- **Provided entries**

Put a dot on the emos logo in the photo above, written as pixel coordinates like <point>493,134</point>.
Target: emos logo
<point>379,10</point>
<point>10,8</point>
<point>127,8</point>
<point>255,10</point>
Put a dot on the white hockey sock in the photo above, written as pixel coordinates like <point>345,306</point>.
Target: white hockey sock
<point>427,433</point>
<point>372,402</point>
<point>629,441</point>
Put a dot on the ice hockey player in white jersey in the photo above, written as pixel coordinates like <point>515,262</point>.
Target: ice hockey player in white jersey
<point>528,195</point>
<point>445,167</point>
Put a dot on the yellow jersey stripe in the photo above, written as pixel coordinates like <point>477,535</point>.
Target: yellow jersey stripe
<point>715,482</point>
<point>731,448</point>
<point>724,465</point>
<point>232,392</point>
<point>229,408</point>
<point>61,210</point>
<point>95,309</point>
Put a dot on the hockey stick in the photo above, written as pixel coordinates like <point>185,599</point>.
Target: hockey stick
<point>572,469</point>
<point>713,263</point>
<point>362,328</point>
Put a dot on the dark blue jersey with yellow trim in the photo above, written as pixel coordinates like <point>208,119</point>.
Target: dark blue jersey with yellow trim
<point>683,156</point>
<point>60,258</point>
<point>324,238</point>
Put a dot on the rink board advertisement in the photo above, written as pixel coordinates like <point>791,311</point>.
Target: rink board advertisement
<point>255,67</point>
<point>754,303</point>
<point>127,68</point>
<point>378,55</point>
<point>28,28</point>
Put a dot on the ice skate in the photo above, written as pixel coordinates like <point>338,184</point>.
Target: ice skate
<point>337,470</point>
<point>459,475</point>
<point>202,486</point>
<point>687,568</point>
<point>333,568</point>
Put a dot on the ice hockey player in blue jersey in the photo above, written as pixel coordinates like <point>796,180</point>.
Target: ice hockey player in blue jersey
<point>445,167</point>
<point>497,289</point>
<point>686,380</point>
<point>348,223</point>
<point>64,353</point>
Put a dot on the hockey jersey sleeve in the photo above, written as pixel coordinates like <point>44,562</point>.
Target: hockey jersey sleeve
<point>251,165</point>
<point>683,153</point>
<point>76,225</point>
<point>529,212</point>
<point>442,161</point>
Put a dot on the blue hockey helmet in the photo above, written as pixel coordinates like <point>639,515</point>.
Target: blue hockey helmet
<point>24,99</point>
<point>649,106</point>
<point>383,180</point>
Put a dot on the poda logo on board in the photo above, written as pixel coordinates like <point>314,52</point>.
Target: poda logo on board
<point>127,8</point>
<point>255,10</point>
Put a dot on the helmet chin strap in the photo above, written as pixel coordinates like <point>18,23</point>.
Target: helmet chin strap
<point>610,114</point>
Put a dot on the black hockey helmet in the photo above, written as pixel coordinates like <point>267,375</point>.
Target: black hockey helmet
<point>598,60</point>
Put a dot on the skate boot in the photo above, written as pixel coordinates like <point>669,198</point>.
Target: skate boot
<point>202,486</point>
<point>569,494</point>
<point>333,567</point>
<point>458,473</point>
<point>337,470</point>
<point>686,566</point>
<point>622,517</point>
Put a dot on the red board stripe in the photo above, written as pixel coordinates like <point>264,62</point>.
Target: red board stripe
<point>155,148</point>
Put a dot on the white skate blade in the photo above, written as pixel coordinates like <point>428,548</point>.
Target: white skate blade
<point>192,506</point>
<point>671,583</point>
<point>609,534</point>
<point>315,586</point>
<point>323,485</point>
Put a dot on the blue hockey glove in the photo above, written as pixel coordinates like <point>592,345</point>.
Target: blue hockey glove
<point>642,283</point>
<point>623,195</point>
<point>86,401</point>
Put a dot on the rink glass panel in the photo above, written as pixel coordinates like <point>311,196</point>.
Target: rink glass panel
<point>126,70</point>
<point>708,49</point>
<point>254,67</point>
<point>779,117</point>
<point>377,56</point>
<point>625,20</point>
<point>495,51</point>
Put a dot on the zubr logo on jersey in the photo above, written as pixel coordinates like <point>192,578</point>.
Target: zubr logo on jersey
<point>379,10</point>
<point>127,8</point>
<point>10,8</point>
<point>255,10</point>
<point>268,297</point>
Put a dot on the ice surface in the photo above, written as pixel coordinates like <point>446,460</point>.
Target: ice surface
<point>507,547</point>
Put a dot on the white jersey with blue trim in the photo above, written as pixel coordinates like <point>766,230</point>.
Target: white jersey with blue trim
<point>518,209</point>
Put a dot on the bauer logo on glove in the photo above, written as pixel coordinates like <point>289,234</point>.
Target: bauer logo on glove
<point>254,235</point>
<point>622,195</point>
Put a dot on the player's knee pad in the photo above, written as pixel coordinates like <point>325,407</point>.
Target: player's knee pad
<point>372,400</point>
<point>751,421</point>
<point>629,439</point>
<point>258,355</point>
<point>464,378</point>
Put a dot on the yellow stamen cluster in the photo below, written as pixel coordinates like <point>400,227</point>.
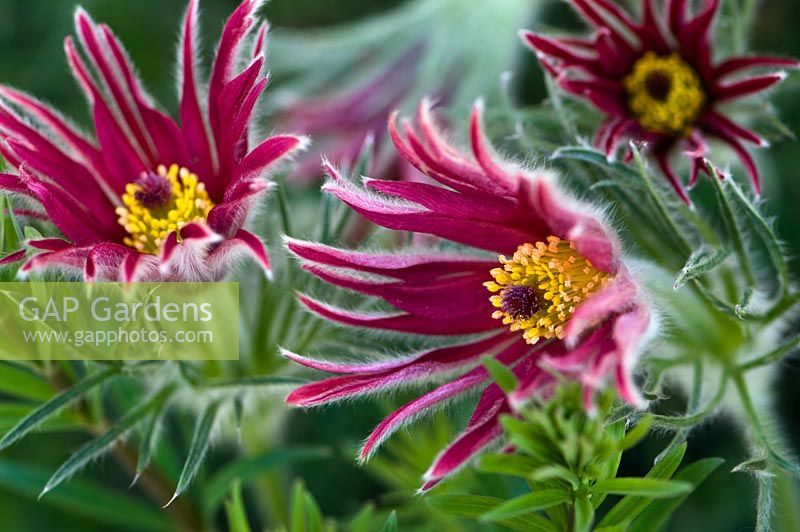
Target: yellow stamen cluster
<point>149,225</point>
<point>561,278</point>
<point>665,94</point>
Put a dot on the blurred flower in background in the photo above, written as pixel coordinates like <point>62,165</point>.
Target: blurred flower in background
<point>659,87</point>
<point>563,299</point>
<point>151,199</point>
<point>343,87</point>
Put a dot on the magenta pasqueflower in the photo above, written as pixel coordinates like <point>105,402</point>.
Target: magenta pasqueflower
<point>657,81</point>
<point>344,122</point>
<point>559,293</point>
<point>150,199</point>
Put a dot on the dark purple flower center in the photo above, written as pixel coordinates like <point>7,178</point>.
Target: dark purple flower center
<point>659,85</point>
<point>153,190</point>
<point>521,302</point>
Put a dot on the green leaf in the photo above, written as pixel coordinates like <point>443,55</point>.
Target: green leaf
<point>95,502</point>
<point>622,527</point>
<point>764,231</point>
<point>584,515</point>
<point>657,514</point>
<point>313,514</point>
<point>255,380</point>
<point>755,466</point>
<point>51,407</point>
<point>147,443</point>
<point>702,260</point>
<point>362,522</point>
<point>556,472</point>
<point>523,435</point>
<point>31,233</point>
<point>391,523</point>
<point>474,506</point>
<point>11,413</point>
<point>298,508</point>
<point>501,374</point>
<point>251,467</point>
<point>645,487</point>
<point>235,510</point>
<point>201,441</point>
<point>631,506</point>
<point>597,158</point>
<point>18,381</point>
<point>530,502</point>
<point>507,464</point>
<point>637,433</point>
<point>98,446</point>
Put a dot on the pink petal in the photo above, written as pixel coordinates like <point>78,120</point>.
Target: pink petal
<point>746,87</point>
<point>445,356</point>
<point>617,296</point>
<point>13,257</point>
<point>406,266</point>
<point>437,397</point>
<point>258,161</point>
<point>400,322</point>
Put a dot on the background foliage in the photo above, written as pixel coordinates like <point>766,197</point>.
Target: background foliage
<point>318,446</point>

- **Stated task**
Give the lines from the one containing "Put a dot on the pink" through the end of the entries again, exactly as written and with no other lines.

- **Task answer**
Put a dot on the pink petal in the photo above, written as pixel coordinates like <point>78,120</point>.
Target: pink petal
<point>746,87</point>
<point>445,356</point>
<point>617,296</point>
<point>13,257</point>
<point>406,266</point>
<point>437,397</point>
<point>258,161</point>
<point>400,322</point>
Put a dot on the background foliage in the photo above, written as pixel coordinates like <point>766,197</point>.
Target: background foliage
<point>318,446</point>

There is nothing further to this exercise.